• STATED PROBLEM 1:
From the records, copy out the lines beginning with the first one and ending with the line that contains "[[[74,161],[184,162],[184,127],[76,125]]]". Include both of those lines.

• SOURCE EXTRACT:
— START —
From: Donna Thompson, American Social History Project



National Endowment for the Humanities Faculty Institute

American Social History Project and Center for Media & Learning,
The City University of New York

American Studies Association Crossroads Project (Georgetown

* *
* This notice contains application & information about: *
* *
* The ASHP/CML Summer Institute, New York City, July 20-26 *
* (deadline: May 30, 1997) *
* *
* The ASHP/CML Year Long Professional Development Program, 1997-98 *
* *

The American Social History Project and the American Studies
Association Crossroads Project (Georgetown University) are
pleased to announce a year-long professional development program
supported by the National Endowment for the Humanities, focused
on advancing the use of new technology in humanities education.
offers high school and college educators nationwide an
opportunity to join with historians and multimedia designers on
the ASHP/CML staff, along with Randy Bass of Georgetown
University, Robin D.G. Kelley of New York University, Lynne
Adrian of University of Alabama-Tuscaloosa, Roberta Matthews of
Marymount College, and Roy Rosenzweig of George Mason
University, to advance the dialogue on issues of narrative and
inquiry as they pertain to historical synthesis, prepare faculty
as technology leaders, and further the use of new media resources
to enrich classroom learning.

Building on an already-successful project, the New Media
Classroom program will begin with a week-long summer institute
(July 20-26, 1997) in New York City, which will enable
participating faculty to: a) advance teaching strategies using a
range of new history resources available on CD-ROM and the World
Wide Web; b) work with scholars and producers who have pioneered
the development of new media applications; and c) prepare
themselves as teaching- with-technology leaders.
— END —
• PROVIDED DATA:
— START —
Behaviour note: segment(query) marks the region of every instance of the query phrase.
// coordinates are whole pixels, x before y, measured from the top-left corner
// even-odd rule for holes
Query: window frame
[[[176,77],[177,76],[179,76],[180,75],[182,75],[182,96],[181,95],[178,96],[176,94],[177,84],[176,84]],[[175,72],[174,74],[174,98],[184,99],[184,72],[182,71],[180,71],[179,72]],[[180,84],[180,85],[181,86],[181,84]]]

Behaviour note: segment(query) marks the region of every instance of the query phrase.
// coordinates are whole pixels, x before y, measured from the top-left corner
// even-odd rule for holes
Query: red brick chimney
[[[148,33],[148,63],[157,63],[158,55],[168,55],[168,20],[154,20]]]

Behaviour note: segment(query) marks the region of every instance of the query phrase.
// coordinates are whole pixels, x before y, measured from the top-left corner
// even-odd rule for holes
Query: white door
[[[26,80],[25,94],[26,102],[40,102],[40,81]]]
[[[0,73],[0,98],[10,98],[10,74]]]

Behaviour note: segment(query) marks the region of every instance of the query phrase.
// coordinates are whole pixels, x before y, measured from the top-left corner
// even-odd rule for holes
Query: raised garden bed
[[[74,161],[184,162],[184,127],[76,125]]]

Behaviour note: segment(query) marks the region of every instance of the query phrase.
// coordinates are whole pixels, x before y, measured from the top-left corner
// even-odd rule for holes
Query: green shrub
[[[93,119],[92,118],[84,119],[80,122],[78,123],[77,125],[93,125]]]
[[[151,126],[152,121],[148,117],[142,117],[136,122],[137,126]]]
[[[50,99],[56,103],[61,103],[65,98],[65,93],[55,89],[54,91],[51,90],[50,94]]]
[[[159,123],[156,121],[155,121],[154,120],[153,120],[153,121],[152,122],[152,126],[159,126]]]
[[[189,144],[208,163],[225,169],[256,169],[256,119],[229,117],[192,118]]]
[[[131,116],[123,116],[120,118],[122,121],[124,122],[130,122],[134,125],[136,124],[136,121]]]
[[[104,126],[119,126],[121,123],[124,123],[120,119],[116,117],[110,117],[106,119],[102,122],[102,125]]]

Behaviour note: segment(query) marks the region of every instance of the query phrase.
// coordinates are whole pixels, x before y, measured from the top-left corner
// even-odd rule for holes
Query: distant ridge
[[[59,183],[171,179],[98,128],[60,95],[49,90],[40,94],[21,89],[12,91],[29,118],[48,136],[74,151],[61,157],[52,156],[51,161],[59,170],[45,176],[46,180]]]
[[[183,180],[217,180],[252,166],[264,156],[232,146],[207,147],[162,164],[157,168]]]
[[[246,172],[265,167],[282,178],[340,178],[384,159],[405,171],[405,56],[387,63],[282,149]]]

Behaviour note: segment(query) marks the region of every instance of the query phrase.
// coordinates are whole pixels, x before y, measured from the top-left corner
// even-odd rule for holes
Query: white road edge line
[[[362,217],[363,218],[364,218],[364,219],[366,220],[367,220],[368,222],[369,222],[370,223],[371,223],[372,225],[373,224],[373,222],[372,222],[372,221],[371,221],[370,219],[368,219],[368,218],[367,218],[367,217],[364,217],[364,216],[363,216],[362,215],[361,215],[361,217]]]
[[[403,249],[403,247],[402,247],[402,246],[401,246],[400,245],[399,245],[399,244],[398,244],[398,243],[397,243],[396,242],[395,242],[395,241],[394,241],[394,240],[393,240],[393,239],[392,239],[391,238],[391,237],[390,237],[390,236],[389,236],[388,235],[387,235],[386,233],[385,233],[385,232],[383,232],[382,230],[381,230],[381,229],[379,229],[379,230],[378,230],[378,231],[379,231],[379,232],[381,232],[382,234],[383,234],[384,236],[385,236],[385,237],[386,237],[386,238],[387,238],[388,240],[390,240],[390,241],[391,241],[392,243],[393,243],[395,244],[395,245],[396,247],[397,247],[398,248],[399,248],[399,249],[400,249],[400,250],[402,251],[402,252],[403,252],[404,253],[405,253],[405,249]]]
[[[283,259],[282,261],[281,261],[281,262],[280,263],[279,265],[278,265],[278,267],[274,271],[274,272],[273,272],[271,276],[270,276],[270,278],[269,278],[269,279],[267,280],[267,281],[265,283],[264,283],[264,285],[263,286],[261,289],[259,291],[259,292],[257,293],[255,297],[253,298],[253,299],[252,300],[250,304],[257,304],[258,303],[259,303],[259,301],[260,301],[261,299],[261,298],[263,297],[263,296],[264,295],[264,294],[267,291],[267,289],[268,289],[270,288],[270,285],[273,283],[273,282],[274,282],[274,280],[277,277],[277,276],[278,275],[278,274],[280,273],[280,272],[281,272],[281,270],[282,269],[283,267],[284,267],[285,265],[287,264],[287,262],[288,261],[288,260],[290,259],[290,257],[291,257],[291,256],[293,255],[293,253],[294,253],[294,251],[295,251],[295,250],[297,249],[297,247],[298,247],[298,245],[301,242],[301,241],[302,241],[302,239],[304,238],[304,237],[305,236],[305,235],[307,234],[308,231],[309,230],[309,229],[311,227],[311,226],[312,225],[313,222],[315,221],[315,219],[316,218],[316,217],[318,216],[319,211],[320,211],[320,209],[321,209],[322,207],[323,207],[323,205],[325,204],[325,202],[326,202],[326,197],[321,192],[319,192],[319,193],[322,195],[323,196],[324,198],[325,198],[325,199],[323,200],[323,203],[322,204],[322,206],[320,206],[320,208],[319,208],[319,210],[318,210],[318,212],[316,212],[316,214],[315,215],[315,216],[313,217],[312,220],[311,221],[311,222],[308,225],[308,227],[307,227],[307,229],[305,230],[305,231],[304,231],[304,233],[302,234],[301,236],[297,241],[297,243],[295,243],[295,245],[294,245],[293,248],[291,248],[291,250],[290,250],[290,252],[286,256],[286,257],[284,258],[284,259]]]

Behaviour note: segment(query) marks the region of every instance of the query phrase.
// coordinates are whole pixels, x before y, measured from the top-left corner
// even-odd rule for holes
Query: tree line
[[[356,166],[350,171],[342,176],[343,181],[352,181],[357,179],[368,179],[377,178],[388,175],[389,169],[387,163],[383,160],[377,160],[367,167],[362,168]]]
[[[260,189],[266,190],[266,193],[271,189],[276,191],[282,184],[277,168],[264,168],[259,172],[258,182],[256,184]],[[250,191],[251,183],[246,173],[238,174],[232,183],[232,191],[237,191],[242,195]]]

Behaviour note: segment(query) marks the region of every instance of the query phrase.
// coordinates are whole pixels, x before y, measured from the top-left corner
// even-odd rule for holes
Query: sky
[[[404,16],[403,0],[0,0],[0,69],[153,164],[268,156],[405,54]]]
— END —
• STATED PROBLEM 2:
According to the program announcement, why does the New Media Classroom program open with a week-long summer institute in New York City? Answer in one to three sentences.

• COMPLETE RESPONSE 1:
Behaviour note: segment(query) marks the region of every instance of the query phrase.
// coordinates are whole pixels, x before y, measured from the top-left corner
// even-odd rule for holes
Query: window frame
[[[176,77],[177,76],[179,76],[180,75],[182,75],[182,96],[181,95],[178,96],[176,94],[177,84],[176,84]],[[175,72],[174,74],[174,98],[184,99],[184,72],[182,71],[180,71],[179,72]],[[180,84],[180,85],[181,86],[181,84]]]

Behaviour note: segment(query) marks the region of every instance of the query phrase.
// coordinates are whole pixels, x before y, measured from the top-left corner
// even-odd rule for holes
Query: red brick chimney
[[[148,33],[148,63],[157,63],[158,55],[168,55],[168,20],[154,20]]]

Behaviour note: segment(query) marks the region of every instance of the query phrase.
// coordinates are whole pixels, x before y, measured from the top-left corner
// even-odd rule for holes
Query: white door
[[[26,80],[25,94],[26,102],[40,102],[40,81]]]
[[[0,73],[0,98],[10,98],[10,74]]]

Behaviour note: segment(query) marks the region of every instance of the query phrase.
// coordinates are whole pixels, x before y, measured from the top-left corner
// even-odd rule for holes
Query: raised garden bed
[[[74,161],[184,162],[184,127],[76,125]]]

• COMPLETE RESPONSE 2:
The summer institute will let participating faculty advance teaching strategies that use new history resources on CD-ROM and the World Wide Web. It will also let them work with scholars and producers who pioneered new media applications and prepare themselves as teaching-with-technology leaders.